* [PROBLEM DETAILS]
Gather every line of the data below that contains the word "mountain", and copy each one out.
━━ SUPPLIED MATERIAL ━━
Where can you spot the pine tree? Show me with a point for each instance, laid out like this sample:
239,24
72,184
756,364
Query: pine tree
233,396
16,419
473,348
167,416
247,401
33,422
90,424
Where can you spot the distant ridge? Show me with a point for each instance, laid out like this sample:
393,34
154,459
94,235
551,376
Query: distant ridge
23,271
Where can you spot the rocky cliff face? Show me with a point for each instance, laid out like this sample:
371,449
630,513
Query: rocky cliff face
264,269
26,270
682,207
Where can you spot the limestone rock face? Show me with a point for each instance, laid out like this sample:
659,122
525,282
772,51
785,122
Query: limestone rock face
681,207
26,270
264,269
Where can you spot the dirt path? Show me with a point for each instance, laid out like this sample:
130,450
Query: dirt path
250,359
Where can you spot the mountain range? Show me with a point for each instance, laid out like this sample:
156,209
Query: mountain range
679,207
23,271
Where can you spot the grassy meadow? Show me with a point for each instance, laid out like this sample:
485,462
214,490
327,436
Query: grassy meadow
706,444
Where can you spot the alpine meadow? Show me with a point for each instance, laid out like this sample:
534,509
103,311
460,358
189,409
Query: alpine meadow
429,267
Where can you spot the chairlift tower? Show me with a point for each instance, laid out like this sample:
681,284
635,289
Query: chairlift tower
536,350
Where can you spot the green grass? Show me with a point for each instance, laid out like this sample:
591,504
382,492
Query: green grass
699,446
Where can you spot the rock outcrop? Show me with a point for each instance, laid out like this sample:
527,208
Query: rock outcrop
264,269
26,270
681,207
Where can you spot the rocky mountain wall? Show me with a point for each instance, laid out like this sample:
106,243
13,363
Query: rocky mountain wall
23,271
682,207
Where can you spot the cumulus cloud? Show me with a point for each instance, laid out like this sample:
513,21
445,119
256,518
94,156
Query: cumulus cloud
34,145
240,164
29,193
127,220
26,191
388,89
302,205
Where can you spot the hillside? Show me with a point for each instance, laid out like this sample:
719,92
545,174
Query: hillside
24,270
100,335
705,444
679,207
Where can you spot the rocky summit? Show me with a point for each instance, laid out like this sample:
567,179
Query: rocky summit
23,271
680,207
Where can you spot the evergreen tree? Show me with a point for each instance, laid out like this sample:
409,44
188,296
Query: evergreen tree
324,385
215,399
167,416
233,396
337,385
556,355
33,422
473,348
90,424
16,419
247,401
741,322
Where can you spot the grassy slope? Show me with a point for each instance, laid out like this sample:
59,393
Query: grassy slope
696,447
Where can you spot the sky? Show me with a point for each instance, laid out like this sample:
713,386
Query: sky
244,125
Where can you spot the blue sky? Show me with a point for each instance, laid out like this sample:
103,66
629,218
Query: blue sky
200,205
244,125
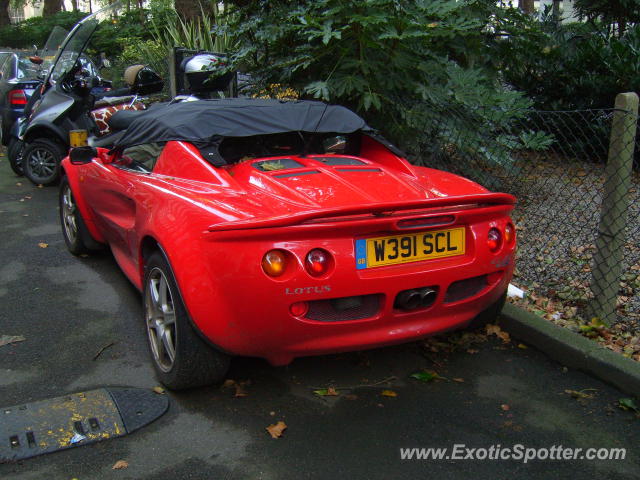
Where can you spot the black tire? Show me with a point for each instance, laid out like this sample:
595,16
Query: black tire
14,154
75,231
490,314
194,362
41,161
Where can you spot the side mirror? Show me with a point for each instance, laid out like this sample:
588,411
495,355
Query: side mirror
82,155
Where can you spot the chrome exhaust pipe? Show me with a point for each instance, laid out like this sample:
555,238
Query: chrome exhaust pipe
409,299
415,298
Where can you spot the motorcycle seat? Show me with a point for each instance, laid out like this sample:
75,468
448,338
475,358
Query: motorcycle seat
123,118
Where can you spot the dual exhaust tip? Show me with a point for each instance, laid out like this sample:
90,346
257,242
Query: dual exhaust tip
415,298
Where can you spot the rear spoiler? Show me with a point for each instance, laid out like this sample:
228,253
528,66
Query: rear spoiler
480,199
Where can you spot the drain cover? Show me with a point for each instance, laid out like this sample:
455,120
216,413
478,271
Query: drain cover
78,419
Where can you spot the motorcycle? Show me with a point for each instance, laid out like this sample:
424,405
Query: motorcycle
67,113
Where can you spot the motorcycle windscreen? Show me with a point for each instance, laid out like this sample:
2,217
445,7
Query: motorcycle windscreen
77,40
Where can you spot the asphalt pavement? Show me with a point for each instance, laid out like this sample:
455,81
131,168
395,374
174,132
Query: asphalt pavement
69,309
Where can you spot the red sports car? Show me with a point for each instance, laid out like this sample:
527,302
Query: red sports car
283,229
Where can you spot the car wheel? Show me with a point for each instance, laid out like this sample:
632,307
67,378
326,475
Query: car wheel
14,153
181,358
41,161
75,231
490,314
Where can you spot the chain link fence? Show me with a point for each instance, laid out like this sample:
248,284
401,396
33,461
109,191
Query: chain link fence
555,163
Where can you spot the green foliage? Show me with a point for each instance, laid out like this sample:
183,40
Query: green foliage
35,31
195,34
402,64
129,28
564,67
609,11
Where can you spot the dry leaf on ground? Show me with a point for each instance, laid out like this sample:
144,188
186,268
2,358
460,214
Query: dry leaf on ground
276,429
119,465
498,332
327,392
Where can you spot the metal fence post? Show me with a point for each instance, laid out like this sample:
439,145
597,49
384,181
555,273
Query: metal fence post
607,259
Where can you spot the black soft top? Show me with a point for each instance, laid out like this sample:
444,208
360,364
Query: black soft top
━━━
━━ SUPPLIED MATERIAL ━━
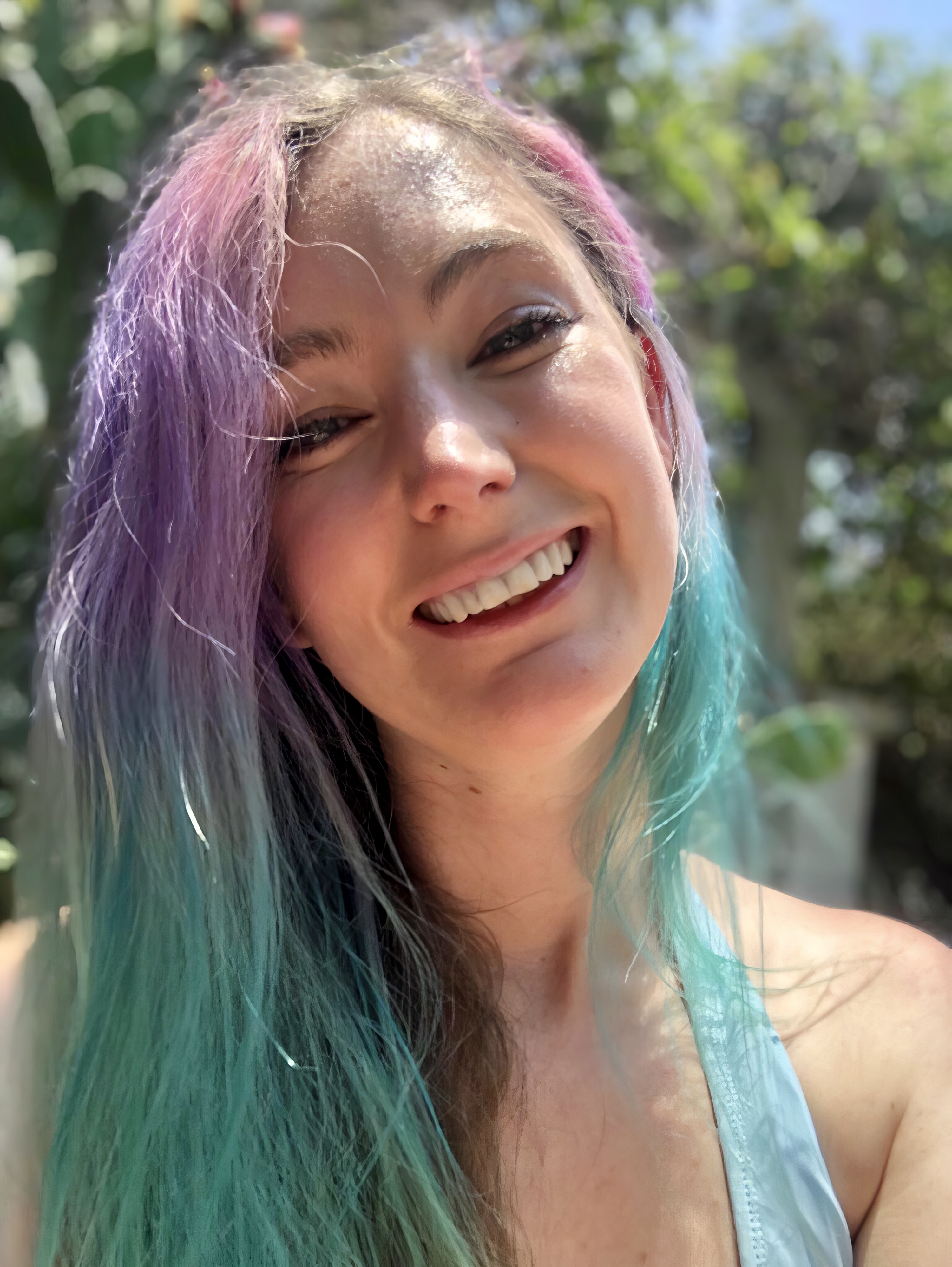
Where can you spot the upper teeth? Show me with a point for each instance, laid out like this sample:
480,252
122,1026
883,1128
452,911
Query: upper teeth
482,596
━━━
━━ SUPPLIED MATERIAL ━━
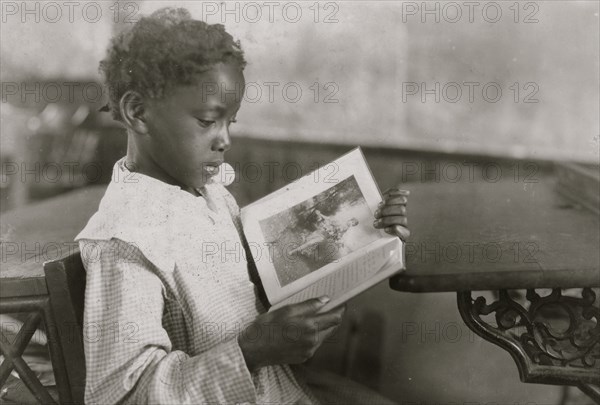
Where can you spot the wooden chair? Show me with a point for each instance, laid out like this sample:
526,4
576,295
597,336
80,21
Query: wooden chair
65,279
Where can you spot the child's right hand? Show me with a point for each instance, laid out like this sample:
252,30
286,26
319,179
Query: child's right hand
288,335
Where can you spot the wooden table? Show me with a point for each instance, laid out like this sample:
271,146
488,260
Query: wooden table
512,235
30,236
━━━
* [ANSWER FOR THIS EXERCISE]
Where can you spot the mountain range? Show me with a point for each instance, laid out like this sample:
Query: mountain range
Where can you spot the rocky mountain wall? Show me with a point for each instance, laid out like this sample:
Query: rocky mountain wall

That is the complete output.